EXERCISE MATERIAL: Begin
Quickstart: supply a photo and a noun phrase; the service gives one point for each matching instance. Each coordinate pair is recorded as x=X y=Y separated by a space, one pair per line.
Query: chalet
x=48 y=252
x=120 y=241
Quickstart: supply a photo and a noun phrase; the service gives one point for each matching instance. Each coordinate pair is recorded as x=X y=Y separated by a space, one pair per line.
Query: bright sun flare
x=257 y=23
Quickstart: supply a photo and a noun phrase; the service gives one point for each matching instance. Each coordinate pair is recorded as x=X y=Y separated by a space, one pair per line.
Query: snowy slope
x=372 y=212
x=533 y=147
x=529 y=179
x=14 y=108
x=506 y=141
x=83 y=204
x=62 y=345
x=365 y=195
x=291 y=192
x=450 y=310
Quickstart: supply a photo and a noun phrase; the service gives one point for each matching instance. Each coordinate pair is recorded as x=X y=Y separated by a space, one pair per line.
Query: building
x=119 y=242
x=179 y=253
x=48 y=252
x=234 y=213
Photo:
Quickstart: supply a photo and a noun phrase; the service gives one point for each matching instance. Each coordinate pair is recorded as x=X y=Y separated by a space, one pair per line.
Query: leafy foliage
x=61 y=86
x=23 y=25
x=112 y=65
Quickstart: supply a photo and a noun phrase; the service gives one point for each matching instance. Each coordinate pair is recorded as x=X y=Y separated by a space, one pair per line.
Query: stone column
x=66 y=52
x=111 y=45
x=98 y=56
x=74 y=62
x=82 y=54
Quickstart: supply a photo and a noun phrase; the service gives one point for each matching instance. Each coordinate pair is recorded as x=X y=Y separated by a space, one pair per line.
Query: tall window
EXERCISE MATERIAL: End
All of the records above must be reproduced exactly.

Quickstart: supply a photo and a noun phrase; the service gives one point for each matching instance. Each coordinate pair is recorded as x=X y=Y separated by a space, one pair per line.
Query: chalet
x=48 y=252
x=120 y=241
Quickstart: supply a photo and a noun phrase; the service gives one point for each matching instance. Each coordinate pair is recorded as x=X y=Y separated by a space, one pair per line.
Query: bright sun flare
x=257 y=23
Quickstart: supply a photo and a noun phrase; the service gives one point for each matching instance. Each coordinate pair is recorded as x=X y=Y separated by a space, one pair per line.
Query: snowy slope
x=372 y=212
x=533 y=147
x=529 y=179
x=14 y=108
x=506 y=141
x=83 y=204
x=62 y=345
x=365 y=195
x=291 y=192
x=450 y=310
Quickstart: supply a photo and a noun phrase; the service gives one point for each matching instance. Each coordinate pair is recorded as x=X y=Y separated by a space, one pair per line.
Query: building
x=119 y=242
x=179 y=253
x=48 y=252
x=234 y=213
Photo:
Quickstart: supply a photo and a noun phrase; the service gives one point for each matching instance. Each coordinate pair is recorded as x=X y=Y separated by a space, one pair per line.
Query: leafy foliage
x=61 y=86
x=23 y=25
x=112 y=65
Quickstart: supply a photo and a noun phrase; the service gives one point for each matching instance. Each coordinate pair is recorded as x=X y=Y separated by a space, one pair per line.
Query: stone column
x=66 y=52
x=111 y=45
x=98 y=56
x=74 y=62
x=82 y=54
Quickstart: supply a photo and a noun phrase; the service gives one point for each matching instance. Each coordinate pair is recorded as x=X y=Y separated by a space, one pair per line.
Query: tall window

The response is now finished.